◆ What you need to do: Count the lines in the material below that contain the string "truck". Reply with only that number.

◆ Records provided:
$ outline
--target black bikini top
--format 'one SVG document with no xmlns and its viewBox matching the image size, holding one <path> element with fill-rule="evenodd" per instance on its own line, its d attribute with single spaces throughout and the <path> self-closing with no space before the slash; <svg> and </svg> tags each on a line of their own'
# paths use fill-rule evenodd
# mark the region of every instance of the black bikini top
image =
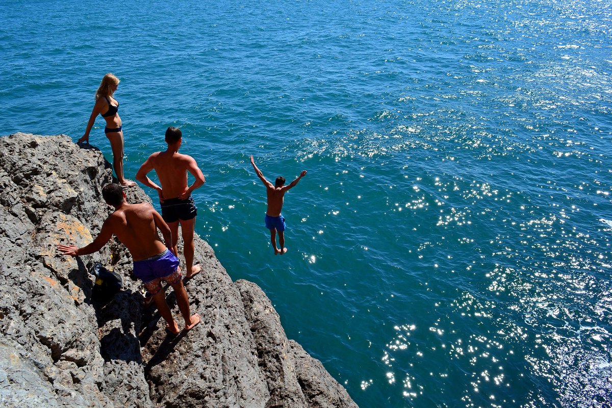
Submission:
<svg viewBox="0 0 612 408">
<path fill-rule="evenodd" d="M 100 113 L 100 114 L 102 115 L 102 117 L 114 116 L 117 114 L 117 112 L 119 111 L 119 103 L 117 103 L 117 106 L 116 106 L 114 105 L 111 104 L 111 100 L 108 98 L 108 97 L 105 96 L 104 97 L 106 98 L 106 102 L 108 102 L 108 110 L 106 111 L 106 113 L 103 114 Z"/>
</svg>

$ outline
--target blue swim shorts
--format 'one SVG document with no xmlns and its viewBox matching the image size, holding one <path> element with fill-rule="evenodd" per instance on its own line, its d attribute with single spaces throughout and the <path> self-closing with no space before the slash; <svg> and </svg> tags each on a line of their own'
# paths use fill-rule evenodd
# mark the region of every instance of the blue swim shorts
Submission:
<svg viewBox="0 0 612 408">
<path fill-rule="evenodd" d="M 143 281 L 150 294 L 155 295 L 162 290 L 162 281 L 173 285 L 182 279 L 178 267 L 178 258 L 166 249 L 155 256 L 135 261 L 134 275 Z"/>
<path fill-rule="evenodd" d="M 190 195 L 184 200 L 179 198 L 169 198 L 160 205 L 162 206 L 162 218 L 166 223 L 176 223 L 179 220 L 187 221 L 198 215 L 198 208 L 193 197 Z"/>
<path fill-rule="evenodd" d="M 270 217 L 266 214 L 266 228 L 272 231 L 275 229 L 278 231 L 284 231 L 287 225 L 285 223 L 285 217 L 281 214 L 278 217 Z"/>
</svg>

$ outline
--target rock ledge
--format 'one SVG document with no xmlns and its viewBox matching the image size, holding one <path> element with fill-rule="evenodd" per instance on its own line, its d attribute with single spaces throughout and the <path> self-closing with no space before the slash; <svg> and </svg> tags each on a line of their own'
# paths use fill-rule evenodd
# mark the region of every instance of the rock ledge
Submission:
<svg viewBox="0 0 612 408">
<path fill-rule="evenodd" d="M 203 320 L 176 337 L 144 308 L 118 242 L 80 258 L 59 255 L 59 243 L 91 242 L 109 213 L 101 190 L 112 173 L 97 149 L 17 133 L 0 138 L 0 406 L 357 407 L 287 339 L 263 291 L 233 282 L 197 237 L 203 272 L 187 289 Z M 139 188 L 126 194 L 151 202 Z M 123 276 L 106 304 L 92 298 L 96 262 Z M 171 289 L 166 295 L 178 315 Z"/>
</svg>

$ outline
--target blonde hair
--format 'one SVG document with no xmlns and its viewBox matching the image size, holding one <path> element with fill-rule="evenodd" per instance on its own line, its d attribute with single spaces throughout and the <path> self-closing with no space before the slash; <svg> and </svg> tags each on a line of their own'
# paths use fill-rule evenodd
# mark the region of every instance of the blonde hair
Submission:
<svg viewBox="0 0 612 408">
<path fill-rule="evenodd" d="M 119 85 L 119 78 L 109 72 L 104 76 L 100 83 L 100 87 L 95 91 L 95 100 L 101 96 L 110 96 L 113 94 L 111 91 L 111 85 Z"/>
</svg>

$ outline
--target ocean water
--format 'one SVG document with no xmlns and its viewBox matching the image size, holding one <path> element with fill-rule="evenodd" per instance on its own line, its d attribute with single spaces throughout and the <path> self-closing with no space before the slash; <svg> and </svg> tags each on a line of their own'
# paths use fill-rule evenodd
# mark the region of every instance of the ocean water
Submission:
<svg viewBox="0 0 612 408">
<path fill-rule="evenodd" d="M 117 75 L 126 176 L 180 127 L 206 177 L 198 233 L 359 406 L 611 406 L 609 2 L 16 0 L 0 15 L 0 133 L 76 140 Z M 110 160 L 103 127 L 90 141 Z M 308 171 L 282 256 L 251 154 L 271 179 Z"/>
</svg>

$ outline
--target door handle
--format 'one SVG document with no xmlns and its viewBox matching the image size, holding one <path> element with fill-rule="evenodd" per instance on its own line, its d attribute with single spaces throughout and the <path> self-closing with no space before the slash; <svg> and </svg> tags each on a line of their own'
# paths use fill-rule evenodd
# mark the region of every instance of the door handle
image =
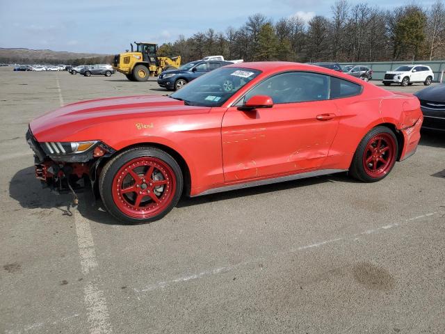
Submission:
<svg viewBox="0 0 445 334">
<path fill-rule="evenodd" d="M 321 115 L 317 115 L 317 120 L 332 120 L 335 117 L 334 113 L 322 113 Z"/>
</svg>

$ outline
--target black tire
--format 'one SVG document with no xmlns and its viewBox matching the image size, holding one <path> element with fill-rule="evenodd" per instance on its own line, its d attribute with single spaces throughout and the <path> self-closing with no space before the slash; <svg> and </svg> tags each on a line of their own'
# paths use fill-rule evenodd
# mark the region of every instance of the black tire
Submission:
<svg viewBox="0 0 445 334">
<path fill-rule="evenodd" d="M 407 77 L 405 77 L 403 79 L 402 79 L 402 82 L 400 82 L 400 86 L 402 87 L 406 87 L 407 86 L 408 86 L 410 84 L 410 78 L 408 78 Z"/>
<path fill-rule="evenodd" d="M 372 177 L 366 173 L 365 171 L 364 164 L 364 154 L 365 149 L 371 138 L 373 138 L 376 135 L 380 134 L 389 134 L 394 141 L 394 159 L 392 162 L 391 166 L 389 166 L 387 171 L 385 175 L 379 177 Z M 349 168 L 349 173 L 353 177 L 363 182 L 376 182 L 380 181 L 380 180 L 386 177 L 388 174 L 391 172 L 394 165 L 396 164 L 396 160 L 397 159 L 397 157 L 398 154 L 398 143 L 397 142 L 397 138 L 396 135 L 392 132 L 392 130 L 387 127 L 384 126 L 378 126 L 372 129 L 369 132 L 366 134 L 366 135 L 363 137 L 363 139 L 360 141 L 357 150 L 355 150 L 355 153 L 354 154 L 354 157 L 353 158 L 353 161 L 350 165 L 350 168 Z M 381 156 L 380 156 L 381 157 Z"/>
<path fill-rule="evenodd" d="M 181 89 L 184 85 L 187 84 L 187 80 L 185 79 L 178 79 L 176 81 L 175 81 L 175 90 L 177 90 L 178 89 Z"/>
<path fill-rule="evenodd" d="M 138 65 L 133 69 L 133 77 L 136 81 L 146 81 L 149 75 L 148 68 L 143 65 Z"/>
<path fill-rule="evenodd" d="M 430 86 L 431 84 L 431 82 L 432 82 L 432 78 L 431 77 L 431 76 L 429 76 L 427 77 L 427 78 L 425 79 L 423 84 L 425 86 Z"/>
<path fill-rule="evenodd" d="M 155 157 L 168 164 L 176 178 L 176 189 L 171 202 L 159 214 L 151 218 L 136 218 L 120 211 L 113 198 L 113 182 L 116 173 L 128 161 L 140 157 Z M 123 151 L 104 166 L 99 178 L 99 191 L 107 211 L 118 220 L 129 223 L 140 224 L 161 219 L 176 206 L 184 188 L 184 180 L 181 168 L 176 160 L 168 153 L 151 146 L 140 146 Z"/>
</svg>

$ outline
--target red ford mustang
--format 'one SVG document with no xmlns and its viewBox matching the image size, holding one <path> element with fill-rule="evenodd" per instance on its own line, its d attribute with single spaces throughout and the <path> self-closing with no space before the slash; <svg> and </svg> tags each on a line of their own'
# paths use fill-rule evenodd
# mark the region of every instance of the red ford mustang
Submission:
<svg viewBox="0 0 445 334">
<path fill-rule="evenodd" d="M 128 223 L 159 219 L 181 193 L 349 170 L 382 180 L 420 139 L 415 97 L 328 69 L 234 64 L 170 96 L 65 106 L 34 120 L 36 176 L 58 190 L 90 183 Z"/>
</svg>

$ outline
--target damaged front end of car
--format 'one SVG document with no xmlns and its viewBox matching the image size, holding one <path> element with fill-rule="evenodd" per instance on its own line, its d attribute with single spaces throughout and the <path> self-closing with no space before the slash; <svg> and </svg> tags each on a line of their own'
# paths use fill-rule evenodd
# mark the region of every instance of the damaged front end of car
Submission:
<svg viewBox="0 0 445 334">
<path fill-rule="evenodd" d="M 34 152 L 35 177 L 58 193 L 94 189 L 100 161 L 115 151 L 100 141 L 39 143 L 31 129 L 26 142 Z"/>
</svg>

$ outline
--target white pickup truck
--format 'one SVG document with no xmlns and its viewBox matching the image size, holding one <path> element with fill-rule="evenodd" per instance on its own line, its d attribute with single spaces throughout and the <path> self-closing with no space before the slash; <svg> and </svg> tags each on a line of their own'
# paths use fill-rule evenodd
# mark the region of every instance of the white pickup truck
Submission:
<svg viewBox="0 0 445 334">
<path fill-rule="evenodd" d="M 434 73 L 429 66 L 424 65 L 403 65 L 394 71 L 388 71 L 385 74 L 383 84 L 398 84 L 403 86 L 412 85 L 414 82 L 422 82 L 430 86 L 434 78 Z"/>
<path fill-rule="evenodd" d="M 234 61 L 225 61 L 224 57 L 222 56 L 207 56 L 207 57 L 204 57 L 202 61 L 229 61 L 230 63 L 233 63 L 234 64 L 237 64 L 238 63 L 243 63 L 244 61 L 243 59 L 235 59 Z"/>
</svg>

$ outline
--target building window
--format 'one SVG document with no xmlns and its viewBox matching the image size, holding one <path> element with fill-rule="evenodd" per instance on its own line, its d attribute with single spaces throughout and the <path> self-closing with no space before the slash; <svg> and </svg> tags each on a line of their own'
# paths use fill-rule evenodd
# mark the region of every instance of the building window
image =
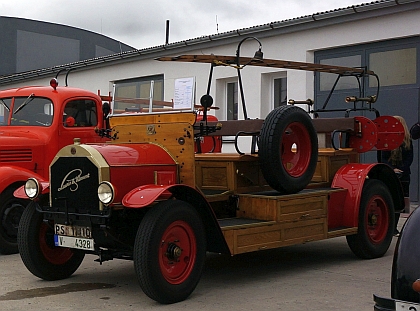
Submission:
<svg viewBox="0 0 420 311">
<path fill-rule="evenodd" d="M 416 54 L 416 48 L 370 53 L 369 69 L 379 76 L 381 86 L 415 84 Z M 376 79 L 369 79 L 369 87 L 376 86 Z"/>
<path fill-rule="evenodd" d="M 333 66 L 344 66 L 344 67 L 361 67 L 362 56 L 351 55 L 344 57 L 325 58 L 320 61 L 321 64 L 333 65 Z M 330 91 L 337 79 L 336 74 L 331 73 L 320 73 L 320 91 Z M 337 83 L 336 90 L 349 90 L 357 89 L 359 84 L 355 77 L 341 77 Z"/>
<path fill-rule="evenodd" d="M 274 108 L 287 104 L 287 78 L 274 79 Z"/>
<path fill-rule="evenodd" d="M 227 120 L 238 120 L 238 82 L 226 84 Z"/>
<path fill-rule="evenodd" d="M 151 85 L 153 85 L 153 100 L 163 101 L 163 75 L 116 81 L 114 113 L 141 111 L 149 107 Z"/>
</svg>

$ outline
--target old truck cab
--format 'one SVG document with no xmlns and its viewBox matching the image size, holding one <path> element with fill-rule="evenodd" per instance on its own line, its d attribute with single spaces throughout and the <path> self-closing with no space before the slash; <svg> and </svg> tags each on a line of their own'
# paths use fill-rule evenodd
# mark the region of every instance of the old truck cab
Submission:
<svg viewBox="0 0 420 311">
<path fill-rule="evenodd" d="M 17 252 L 17 229 L 28 200 L 13 191 L 29 177 L 48 180 L 49 164 L 75 137 L 101 142 L 101 97 L 72 87 L 28 86 L 0 91 L 0 253 Z"/>
</svg>

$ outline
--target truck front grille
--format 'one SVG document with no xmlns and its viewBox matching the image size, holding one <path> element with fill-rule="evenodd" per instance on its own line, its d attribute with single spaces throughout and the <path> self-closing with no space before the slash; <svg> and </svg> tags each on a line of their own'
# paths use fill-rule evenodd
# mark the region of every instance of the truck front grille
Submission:
<svg viewBox="0 0 420 311">
<path fill-rule="evenodd" d="M 88 158 L 59 158 L 50 168 L 52 207 L 95 214 L 100 206 L 98 185 L 99 170 Z"/>
</svg>

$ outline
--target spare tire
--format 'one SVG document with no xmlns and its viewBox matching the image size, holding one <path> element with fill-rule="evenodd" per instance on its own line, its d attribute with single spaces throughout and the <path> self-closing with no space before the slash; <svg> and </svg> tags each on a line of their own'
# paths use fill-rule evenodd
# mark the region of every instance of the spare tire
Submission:
<svg viewBox="0 0 420 311">
<path fill-rule="evenodd" d="M 310 116 L 297 106 L 280 106 L 265 119 L 259 137 L 261 171 L 273 189 L 304 189 L 318 160 L 318 138 Z"/>
</svg>

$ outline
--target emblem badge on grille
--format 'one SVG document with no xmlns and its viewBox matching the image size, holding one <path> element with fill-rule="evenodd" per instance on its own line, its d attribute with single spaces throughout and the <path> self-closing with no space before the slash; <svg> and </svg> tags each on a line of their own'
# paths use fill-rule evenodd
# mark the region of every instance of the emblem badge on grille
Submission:
<svg viewBox="0 0 420 311">
<path fill-rule="evenodd" d="M 61 187 L 59 187 L 57 190 L 61 191 L 66 188 L 69 188 L 70 191 L 76 191 L 79 188 L 79 182 L 89 178 L 89 173 L 82 176 L 82 170 L 76 168 L 68 172 L 67 175 L 64 176 L 63 180 L 61 181 Z"/>
</svg>

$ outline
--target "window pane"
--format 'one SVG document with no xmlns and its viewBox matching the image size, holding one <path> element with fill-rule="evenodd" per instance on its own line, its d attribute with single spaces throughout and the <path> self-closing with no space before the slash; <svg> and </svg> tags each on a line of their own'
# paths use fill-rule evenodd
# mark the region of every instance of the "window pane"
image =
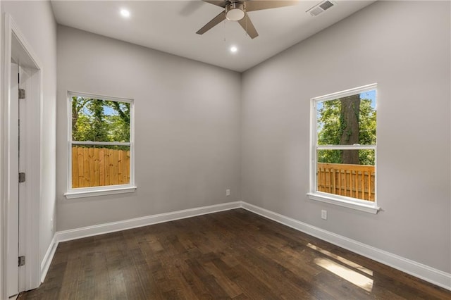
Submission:
<svg viewBox="0 0 451 300">
<path fill-rule="evenodd" d="M 372 149 L 318 150 L 317 191 L 374 201 L 374 154 Z"/>
<path fill-rule="evenodd" d="M 130 142 L 130 103 L 72 97 L 72 140 Z"/>
<path fill-rule="evenodd" d="M 72 146 L 73 189 L 129 183 L 129 146 Z"/>
<path fill-rule="evenodd" d="M 376 90 L 316 103 L 319 145 L 376 144 Z"/>
</svg>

◆ Finished answer: 6